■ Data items

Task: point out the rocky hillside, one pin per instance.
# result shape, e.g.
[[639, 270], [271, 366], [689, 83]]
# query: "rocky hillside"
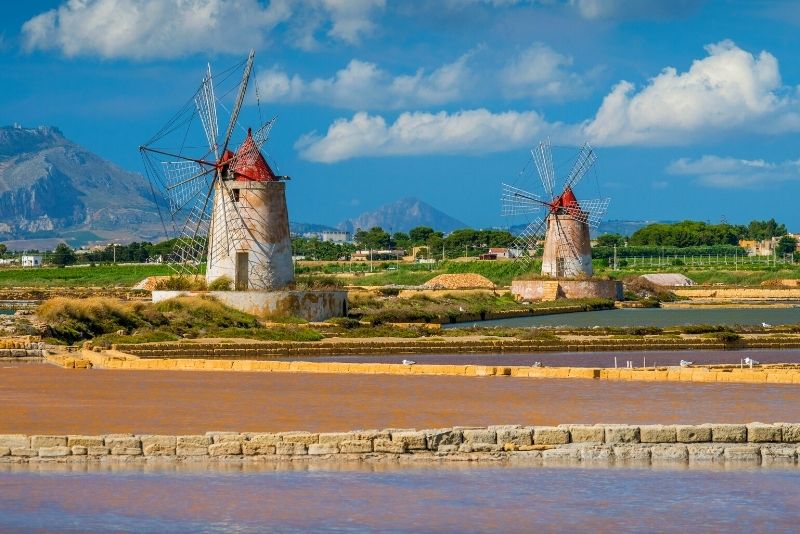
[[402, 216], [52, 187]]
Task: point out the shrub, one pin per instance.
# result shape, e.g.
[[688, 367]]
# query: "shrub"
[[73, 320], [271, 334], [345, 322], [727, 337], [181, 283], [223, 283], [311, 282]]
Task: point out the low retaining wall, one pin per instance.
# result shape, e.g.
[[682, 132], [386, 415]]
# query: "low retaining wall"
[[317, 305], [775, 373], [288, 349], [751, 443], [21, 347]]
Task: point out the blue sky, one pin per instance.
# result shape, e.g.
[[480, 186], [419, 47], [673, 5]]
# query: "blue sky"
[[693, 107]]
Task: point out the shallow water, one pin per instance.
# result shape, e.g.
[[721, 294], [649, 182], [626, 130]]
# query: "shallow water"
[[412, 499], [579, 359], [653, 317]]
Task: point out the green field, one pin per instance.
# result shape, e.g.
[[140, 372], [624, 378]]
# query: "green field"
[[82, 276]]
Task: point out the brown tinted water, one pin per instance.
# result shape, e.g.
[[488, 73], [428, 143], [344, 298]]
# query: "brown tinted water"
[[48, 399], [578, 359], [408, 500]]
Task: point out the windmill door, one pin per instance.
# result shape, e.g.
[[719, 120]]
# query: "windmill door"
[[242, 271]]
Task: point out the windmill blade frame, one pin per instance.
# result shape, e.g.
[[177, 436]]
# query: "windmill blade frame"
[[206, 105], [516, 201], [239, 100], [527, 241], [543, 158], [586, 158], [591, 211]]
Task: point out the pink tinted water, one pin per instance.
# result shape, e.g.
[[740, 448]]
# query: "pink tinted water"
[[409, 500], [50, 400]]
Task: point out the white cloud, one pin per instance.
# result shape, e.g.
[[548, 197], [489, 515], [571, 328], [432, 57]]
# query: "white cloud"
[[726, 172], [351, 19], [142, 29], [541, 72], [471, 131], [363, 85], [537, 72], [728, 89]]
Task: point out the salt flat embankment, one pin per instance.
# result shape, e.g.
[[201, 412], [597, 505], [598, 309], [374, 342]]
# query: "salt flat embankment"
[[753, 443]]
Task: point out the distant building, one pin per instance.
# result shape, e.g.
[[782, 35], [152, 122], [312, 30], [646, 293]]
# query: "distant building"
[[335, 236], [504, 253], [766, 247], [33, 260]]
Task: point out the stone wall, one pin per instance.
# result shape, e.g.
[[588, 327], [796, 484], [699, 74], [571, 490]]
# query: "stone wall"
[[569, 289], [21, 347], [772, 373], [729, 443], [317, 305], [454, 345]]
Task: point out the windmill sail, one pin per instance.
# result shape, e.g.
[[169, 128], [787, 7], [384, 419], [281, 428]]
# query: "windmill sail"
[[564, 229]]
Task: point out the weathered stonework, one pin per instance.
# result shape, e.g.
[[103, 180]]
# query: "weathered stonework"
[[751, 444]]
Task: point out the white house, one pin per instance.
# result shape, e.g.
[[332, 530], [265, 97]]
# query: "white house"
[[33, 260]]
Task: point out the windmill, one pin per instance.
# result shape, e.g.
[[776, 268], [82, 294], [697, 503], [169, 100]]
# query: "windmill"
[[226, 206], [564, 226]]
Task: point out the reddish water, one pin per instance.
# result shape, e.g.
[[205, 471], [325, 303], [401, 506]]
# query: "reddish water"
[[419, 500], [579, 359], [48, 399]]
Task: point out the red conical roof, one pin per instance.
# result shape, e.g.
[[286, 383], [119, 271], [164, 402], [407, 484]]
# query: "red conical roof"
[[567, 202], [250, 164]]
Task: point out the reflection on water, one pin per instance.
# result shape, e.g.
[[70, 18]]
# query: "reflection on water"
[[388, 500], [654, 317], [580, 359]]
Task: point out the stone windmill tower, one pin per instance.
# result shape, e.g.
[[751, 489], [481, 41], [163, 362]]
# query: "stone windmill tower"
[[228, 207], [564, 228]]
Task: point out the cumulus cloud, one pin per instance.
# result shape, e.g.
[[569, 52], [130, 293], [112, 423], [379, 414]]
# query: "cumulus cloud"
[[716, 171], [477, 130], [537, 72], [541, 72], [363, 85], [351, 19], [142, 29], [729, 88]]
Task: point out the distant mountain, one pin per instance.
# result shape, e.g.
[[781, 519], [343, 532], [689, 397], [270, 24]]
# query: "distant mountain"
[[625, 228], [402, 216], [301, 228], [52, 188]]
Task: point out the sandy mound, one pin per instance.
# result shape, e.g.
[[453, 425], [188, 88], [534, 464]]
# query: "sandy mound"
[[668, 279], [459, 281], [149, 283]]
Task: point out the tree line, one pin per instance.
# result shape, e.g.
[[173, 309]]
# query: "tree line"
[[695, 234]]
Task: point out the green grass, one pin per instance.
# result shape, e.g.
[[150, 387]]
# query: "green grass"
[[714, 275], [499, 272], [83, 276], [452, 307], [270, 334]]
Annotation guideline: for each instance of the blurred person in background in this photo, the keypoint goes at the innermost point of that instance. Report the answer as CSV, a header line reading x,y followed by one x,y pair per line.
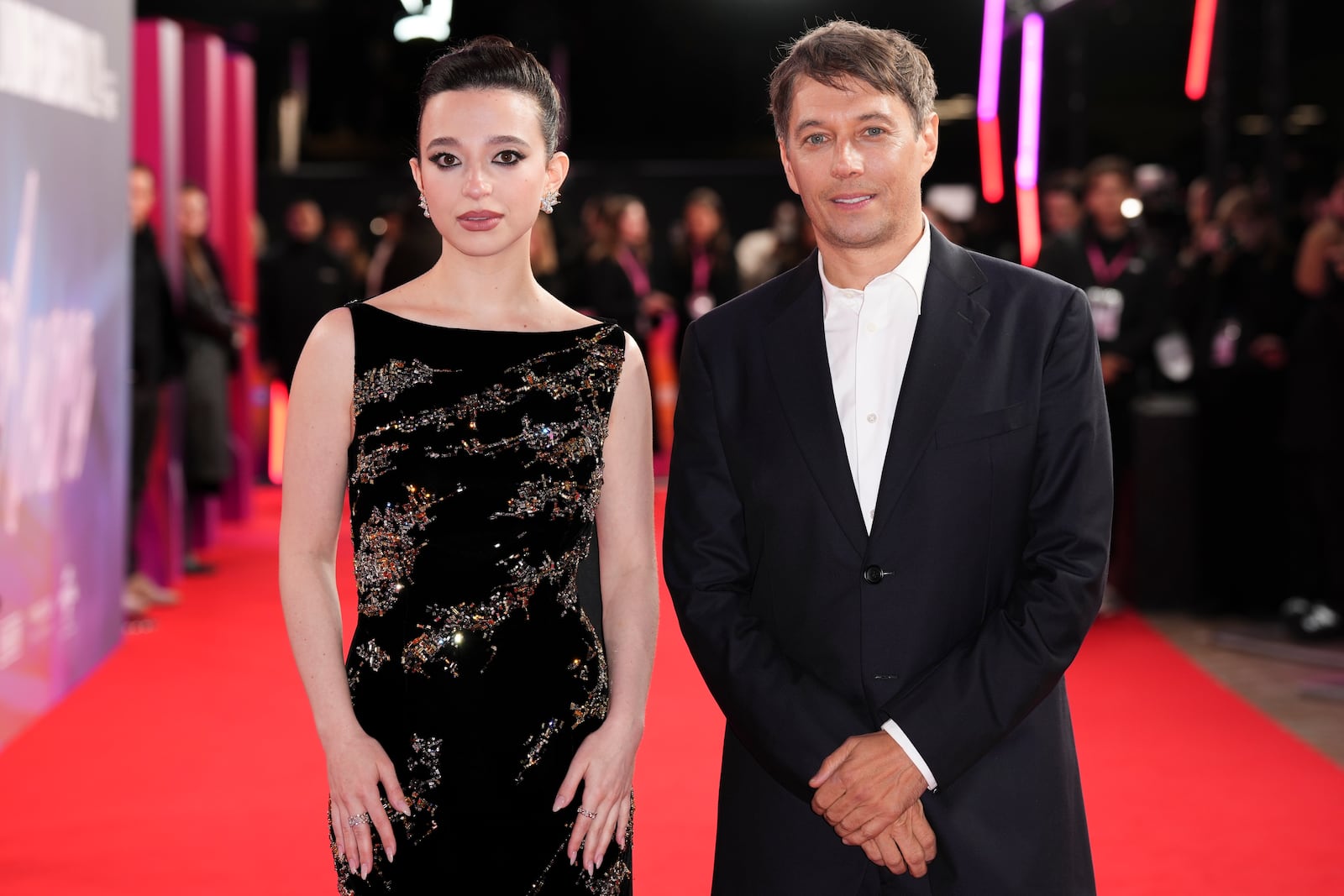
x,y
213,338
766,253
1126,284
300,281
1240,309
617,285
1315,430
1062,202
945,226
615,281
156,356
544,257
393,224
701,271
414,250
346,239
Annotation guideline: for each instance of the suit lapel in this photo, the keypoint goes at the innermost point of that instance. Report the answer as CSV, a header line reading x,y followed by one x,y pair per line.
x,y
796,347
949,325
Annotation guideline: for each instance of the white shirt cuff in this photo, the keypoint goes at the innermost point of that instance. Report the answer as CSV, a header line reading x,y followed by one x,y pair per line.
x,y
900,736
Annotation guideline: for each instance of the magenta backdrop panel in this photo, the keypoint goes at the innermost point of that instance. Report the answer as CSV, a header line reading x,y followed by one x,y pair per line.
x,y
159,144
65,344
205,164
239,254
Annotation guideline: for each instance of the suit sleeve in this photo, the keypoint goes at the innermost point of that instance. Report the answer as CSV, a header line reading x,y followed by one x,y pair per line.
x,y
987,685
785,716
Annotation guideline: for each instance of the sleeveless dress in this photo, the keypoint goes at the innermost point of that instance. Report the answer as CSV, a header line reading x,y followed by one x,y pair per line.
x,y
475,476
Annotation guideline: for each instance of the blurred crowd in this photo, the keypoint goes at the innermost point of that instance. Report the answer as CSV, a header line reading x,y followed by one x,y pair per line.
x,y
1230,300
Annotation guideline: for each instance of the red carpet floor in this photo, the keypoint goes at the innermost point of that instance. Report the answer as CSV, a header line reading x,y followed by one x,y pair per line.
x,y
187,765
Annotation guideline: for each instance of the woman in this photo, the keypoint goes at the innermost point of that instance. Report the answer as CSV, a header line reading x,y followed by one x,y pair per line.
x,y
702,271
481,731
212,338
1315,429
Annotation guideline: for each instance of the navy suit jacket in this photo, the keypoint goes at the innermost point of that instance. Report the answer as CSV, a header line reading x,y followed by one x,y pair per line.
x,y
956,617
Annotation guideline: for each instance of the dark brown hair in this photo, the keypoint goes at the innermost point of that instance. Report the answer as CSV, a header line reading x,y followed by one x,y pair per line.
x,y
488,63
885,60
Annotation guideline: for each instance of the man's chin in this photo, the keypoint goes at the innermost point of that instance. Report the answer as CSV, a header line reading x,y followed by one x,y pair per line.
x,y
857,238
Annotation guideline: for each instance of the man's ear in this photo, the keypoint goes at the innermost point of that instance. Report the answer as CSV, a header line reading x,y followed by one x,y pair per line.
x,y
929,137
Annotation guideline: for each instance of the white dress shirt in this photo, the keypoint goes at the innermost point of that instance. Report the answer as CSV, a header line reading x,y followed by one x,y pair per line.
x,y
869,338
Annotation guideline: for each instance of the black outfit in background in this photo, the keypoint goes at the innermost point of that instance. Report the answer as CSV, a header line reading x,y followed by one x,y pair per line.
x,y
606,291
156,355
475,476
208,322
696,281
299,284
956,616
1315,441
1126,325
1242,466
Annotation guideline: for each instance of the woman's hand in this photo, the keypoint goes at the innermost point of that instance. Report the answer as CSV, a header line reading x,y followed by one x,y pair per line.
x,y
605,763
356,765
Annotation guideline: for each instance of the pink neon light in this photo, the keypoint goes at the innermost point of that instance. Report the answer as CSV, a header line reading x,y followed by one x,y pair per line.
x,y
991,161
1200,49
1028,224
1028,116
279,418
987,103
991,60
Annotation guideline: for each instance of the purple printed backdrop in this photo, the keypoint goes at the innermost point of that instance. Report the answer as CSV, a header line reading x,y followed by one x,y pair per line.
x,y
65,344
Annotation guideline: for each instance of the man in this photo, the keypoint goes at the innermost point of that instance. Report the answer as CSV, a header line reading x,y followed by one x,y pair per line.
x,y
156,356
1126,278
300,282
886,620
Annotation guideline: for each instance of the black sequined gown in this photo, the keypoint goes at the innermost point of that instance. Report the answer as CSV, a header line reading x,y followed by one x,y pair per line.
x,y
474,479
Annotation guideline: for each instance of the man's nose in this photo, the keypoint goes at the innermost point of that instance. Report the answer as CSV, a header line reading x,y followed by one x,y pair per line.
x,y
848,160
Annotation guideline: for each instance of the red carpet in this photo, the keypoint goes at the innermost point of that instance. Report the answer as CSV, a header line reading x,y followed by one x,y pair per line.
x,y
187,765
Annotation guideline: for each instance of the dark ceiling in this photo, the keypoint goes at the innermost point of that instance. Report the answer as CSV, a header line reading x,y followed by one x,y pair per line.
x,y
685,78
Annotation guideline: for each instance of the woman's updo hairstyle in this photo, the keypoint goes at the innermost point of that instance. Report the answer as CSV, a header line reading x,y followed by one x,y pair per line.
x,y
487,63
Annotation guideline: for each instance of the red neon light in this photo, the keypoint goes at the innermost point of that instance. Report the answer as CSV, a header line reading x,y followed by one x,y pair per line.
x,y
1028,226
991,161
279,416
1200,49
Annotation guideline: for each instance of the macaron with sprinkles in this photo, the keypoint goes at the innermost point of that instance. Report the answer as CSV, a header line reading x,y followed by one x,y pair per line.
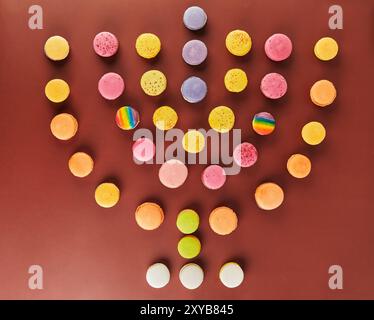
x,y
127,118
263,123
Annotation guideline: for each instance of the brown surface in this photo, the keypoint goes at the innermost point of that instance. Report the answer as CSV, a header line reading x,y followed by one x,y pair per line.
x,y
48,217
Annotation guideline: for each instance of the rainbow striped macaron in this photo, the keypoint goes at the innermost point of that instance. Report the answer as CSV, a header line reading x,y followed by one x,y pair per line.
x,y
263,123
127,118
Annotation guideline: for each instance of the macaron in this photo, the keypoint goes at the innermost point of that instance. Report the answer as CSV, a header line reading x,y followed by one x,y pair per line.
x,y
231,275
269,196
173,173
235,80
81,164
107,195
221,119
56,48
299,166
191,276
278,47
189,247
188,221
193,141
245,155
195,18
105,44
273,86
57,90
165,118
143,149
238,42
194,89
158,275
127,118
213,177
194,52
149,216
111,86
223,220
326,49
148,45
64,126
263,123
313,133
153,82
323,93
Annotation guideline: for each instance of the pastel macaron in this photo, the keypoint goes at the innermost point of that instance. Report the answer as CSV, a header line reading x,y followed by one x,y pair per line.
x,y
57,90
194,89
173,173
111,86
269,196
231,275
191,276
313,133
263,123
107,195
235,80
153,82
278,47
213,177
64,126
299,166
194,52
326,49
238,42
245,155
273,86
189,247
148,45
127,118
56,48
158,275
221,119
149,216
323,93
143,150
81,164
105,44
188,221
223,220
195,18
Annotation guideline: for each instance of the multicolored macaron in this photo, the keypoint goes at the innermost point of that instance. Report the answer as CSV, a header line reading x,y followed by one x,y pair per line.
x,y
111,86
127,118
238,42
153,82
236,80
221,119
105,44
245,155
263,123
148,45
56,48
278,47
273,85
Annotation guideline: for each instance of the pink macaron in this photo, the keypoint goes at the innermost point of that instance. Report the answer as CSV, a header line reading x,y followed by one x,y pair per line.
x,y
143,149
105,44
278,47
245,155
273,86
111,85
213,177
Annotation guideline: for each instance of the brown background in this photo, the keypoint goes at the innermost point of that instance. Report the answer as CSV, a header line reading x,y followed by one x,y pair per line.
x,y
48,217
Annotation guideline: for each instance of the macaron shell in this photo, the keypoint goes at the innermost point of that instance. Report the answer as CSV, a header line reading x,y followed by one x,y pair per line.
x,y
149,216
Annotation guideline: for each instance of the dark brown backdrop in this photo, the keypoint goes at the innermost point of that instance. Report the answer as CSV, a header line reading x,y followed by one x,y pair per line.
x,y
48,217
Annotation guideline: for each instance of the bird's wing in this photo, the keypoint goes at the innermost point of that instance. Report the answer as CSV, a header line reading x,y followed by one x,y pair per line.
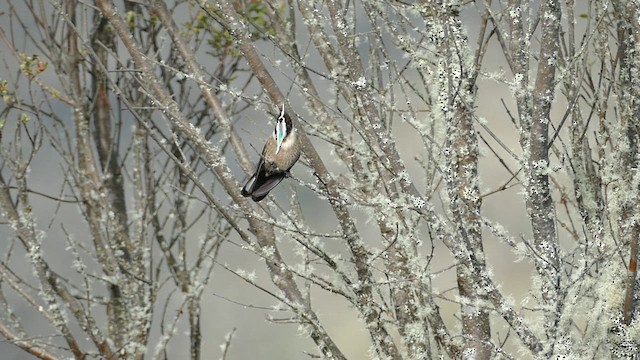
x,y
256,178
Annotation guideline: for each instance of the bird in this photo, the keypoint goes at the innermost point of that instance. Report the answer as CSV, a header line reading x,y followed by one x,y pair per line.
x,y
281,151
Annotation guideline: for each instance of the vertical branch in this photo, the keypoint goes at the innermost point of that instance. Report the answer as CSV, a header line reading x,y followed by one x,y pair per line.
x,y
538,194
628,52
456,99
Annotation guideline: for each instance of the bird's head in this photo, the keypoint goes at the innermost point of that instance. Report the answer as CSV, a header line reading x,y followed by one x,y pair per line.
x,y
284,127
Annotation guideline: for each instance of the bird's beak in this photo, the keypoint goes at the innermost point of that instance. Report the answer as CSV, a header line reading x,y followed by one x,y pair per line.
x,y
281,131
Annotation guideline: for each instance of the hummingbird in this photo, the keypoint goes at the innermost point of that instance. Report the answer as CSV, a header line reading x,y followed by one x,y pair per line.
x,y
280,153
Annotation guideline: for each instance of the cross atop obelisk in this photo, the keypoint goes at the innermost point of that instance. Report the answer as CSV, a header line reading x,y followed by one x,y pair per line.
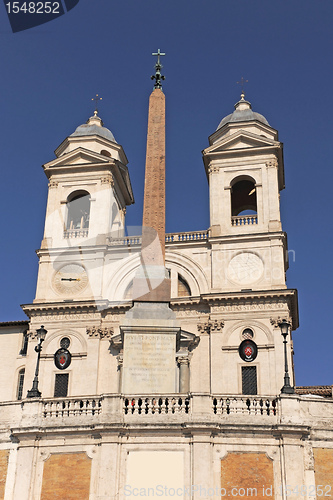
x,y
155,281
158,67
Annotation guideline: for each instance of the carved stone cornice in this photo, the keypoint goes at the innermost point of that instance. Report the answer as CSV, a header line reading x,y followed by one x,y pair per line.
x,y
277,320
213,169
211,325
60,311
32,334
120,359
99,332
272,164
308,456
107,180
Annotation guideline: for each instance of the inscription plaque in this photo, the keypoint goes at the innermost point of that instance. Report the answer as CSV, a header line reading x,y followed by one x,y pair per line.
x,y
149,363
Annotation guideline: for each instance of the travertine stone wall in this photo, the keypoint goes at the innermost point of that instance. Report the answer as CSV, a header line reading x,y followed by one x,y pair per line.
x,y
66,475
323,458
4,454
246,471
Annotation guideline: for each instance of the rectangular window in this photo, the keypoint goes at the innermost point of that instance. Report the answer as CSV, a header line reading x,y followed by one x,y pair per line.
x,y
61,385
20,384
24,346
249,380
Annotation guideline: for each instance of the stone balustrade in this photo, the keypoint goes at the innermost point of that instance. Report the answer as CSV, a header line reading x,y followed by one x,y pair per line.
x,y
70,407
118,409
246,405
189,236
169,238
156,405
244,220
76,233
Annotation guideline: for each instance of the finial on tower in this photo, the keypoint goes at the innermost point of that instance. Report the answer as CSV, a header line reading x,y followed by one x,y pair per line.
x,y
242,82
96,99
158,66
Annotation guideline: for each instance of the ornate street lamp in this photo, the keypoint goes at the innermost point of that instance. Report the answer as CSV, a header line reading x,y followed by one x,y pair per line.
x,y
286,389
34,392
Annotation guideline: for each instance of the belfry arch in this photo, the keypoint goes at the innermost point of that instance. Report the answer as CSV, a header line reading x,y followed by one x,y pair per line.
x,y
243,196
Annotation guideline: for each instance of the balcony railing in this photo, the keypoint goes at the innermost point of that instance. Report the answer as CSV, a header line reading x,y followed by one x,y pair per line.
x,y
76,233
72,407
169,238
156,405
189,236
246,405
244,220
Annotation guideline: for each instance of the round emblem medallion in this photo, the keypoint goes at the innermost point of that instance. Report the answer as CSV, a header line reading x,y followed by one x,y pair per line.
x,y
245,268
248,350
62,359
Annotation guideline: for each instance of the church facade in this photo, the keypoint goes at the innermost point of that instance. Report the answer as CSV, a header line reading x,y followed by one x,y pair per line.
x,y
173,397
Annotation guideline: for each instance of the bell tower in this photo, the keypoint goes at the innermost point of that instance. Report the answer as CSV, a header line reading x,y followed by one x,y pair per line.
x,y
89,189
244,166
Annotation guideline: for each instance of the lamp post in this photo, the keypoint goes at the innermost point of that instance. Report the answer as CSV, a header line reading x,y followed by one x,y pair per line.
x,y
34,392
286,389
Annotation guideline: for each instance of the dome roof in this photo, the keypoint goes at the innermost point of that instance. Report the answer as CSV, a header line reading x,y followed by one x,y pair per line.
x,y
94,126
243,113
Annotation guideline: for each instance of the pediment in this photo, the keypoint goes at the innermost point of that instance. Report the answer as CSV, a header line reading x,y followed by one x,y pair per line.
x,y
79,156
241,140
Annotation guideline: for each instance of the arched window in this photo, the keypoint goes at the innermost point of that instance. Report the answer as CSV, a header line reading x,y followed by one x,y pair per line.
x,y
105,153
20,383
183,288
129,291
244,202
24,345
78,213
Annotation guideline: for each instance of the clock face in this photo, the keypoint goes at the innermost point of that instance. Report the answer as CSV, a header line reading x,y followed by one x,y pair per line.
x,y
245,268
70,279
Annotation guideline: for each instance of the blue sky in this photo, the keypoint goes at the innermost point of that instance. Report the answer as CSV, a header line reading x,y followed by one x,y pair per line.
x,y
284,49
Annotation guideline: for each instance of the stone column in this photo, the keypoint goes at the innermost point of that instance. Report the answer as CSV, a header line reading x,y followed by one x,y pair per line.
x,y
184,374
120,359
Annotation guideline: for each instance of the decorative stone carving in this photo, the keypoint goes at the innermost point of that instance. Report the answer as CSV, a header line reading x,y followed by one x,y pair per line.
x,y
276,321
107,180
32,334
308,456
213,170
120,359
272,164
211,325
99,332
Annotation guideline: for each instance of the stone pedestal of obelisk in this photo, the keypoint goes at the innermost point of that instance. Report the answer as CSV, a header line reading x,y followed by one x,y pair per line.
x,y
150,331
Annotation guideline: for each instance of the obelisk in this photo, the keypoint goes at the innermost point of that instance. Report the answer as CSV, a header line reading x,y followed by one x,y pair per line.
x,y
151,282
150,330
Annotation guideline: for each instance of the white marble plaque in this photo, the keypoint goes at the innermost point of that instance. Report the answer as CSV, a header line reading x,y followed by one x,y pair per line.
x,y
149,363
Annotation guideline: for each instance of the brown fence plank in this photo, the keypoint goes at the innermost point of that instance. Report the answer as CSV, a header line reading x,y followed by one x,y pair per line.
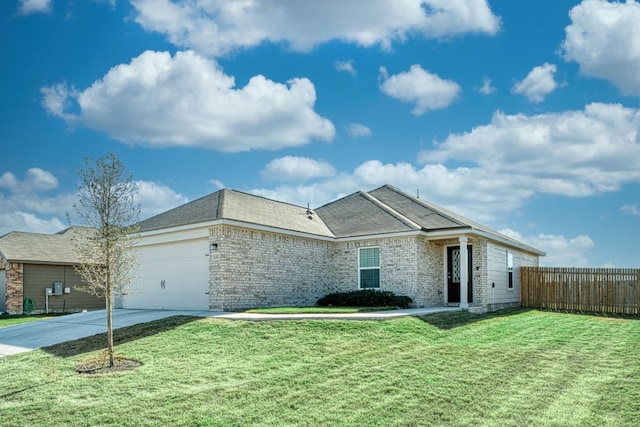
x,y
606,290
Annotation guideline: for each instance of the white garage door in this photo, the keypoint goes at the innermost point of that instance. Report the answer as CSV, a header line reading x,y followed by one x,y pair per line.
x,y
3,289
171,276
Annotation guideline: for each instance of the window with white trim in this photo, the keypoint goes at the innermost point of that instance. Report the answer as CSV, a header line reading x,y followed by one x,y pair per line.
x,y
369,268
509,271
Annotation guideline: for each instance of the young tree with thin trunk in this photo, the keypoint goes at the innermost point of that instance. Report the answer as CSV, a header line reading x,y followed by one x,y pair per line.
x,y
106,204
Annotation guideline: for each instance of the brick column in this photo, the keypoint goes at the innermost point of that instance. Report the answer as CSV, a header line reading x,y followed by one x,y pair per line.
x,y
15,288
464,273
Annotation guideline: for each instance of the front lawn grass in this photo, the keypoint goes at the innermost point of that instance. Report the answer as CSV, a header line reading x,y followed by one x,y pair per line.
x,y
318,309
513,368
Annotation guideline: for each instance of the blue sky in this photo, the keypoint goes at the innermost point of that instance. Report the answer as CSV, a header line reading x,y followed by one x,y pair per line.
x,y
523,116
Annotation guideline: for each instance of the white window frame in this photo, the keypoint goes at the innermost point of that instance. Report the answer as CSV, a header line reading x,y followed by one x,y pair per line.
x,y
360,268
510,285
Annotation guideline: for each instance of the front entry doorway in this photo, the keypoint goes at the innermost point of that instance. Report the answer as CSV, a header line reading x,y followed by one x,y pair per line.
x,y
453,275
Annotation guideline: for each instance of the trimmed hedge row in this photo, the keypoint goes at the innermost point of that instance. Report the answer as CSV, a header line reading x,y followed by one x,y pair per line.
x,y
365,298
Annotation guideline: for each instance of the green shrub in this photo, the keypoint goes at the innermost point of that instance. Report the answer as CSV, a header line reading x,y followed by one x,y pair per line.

■ Aim of the task
Rewrite the lines between the one holding "Task: point out the stone wall, one" and the one holding "[[751, 444]]", inclusive, replacing "windmill sail" with "windmill vane" and leaving everything else unchanged.

■ Solution to this exercise
Task: point out the stone wall, one pin per instance.
# result shape, e.g.
[[588, 327], [796, 484], [699, 74], [571, 490]]
# query: "stone wall"
[[569, 289], [21, 347], [772, 373], [729, 443], [317, 305], [454, 345]]
Task: point out the windmill vane, one pin per instance.
# result shape, e.g.
[[169, 128], [787, 7], [384, 419], [281, 428]]
# query: "windmill vane"
[[564, 229]]
Task: point out the weathered stonework, one pin per instance.
# result shape, e.g.
[[103, 180]]
# query: "weathered stonework"
[[751, 444]]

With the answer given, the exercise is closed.